**Fragmento seleccionado:**
Colombia lleva 38 años buscando la paz civil, en vano: la guerra siempre resurge de las cenizas. Como en los años cuarenta del siglo XX. Como en el siglo XIX. Como en los últimos 200 años. Por Antonio Caballero

Antonio Caballero
29 de agosto de 2020

Esta última etapa empezó en 1982, en el Gobierno de Belisario Betancur, que en su discurso de posesión dijo: “¡No quiero que se derrame ni una gota más de sangre colombiana!”. Y no faltaron entonces los que protestaron con sorna: “Cuál paz, si aquí no hay guerra...”. Pero Andrés Pastrana, elegido 16 años más tarde, le hizo eco: “¡El presidente de la República asume el liderazgo irrenunciable de construir la paz!”. Y Juan Manuel Santos, 12 años después, fue también enfático: “¡Yo aspiro a sembrar las bases de una verdadera reconciliación entre los colombianos!”. Muchos, todavía, se obstinan en negar la existencia del púdicamente llamado “conflicto armado interno”, calificándolo de mera delincuencia común a cargo de “disidencias” de guerrillas extintas (las Farc, el EPL), “bacrim” (bandas criminales), GAO (grupos armados organizados), carteles mexicanos del narcotráfico y la supérstite guerrilla del ELN (Ejército de Liberación Nacional). Y sin embargo el tal conflicto sigue sin resolverse. Estas cuatro décadas se han consumido en esa guerra. Más exactamente, en esas guerras: varias guerras locales y superpuestas.

Los primeros años ochenta fueron de esperanza con respecto a la posibilidad de la paz civil. El presidente Betancur entabló conversaciones con la guerrilla más antigua y numerosa del país, la comunista de las Farc (Fuerzas Armadas Revolucionarias de Colombia), y con la entonces más reciente pero, por no ser rural sino urbana, percibida como la más peligrosa: la vagamente socialdemócrata del M-19. Betancur alegaba que existían “razones subjetivas y objetivas de la subversión”. Y las objetivas eran las más permanentes y antiguas: la inequidad y la miseria. Lo cual era considerado por el “establecimiento” económico y político una herejía revolucionaria: Belisario Betancur era un traidor. Por eso convencer de que participaran en la búsqueda de la paz a los partidos de Gobierno no fue fácil. Pero se resignaron. Se pactaron treguas. El “establecimiento” –expresidentes, grandes empresarios, directores de museo– visitó a las guerrillas en sus remotos campamentos. La prensa, resignada también, apoyó con mayor o menor entusiasmo la iniciativa gubernamental.

**Consigna:** Enumere todas las siglas cuyo significado se explica en el fragmento sobre la búsqueda de la paz en Colombia, cada una con su significado.

**Sección de datos:**

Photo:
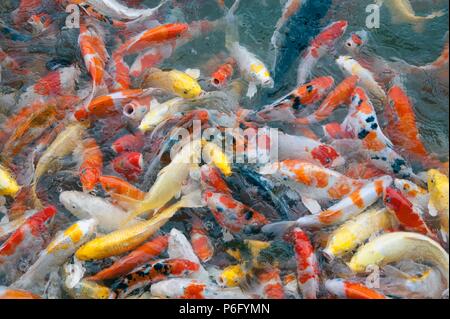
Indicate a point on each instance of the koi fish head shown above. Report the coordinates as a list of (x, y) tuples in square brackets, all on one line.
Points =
[(39, 22), (395, 200), (327, 156)]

**Respuesta:**
- Farc: Fuerzas Armadas Revolucionarias de Colombia
- bacrim: bandas criminales
- GAO: grupos armados organizados
- ELN: Ejército de Liberación Nacional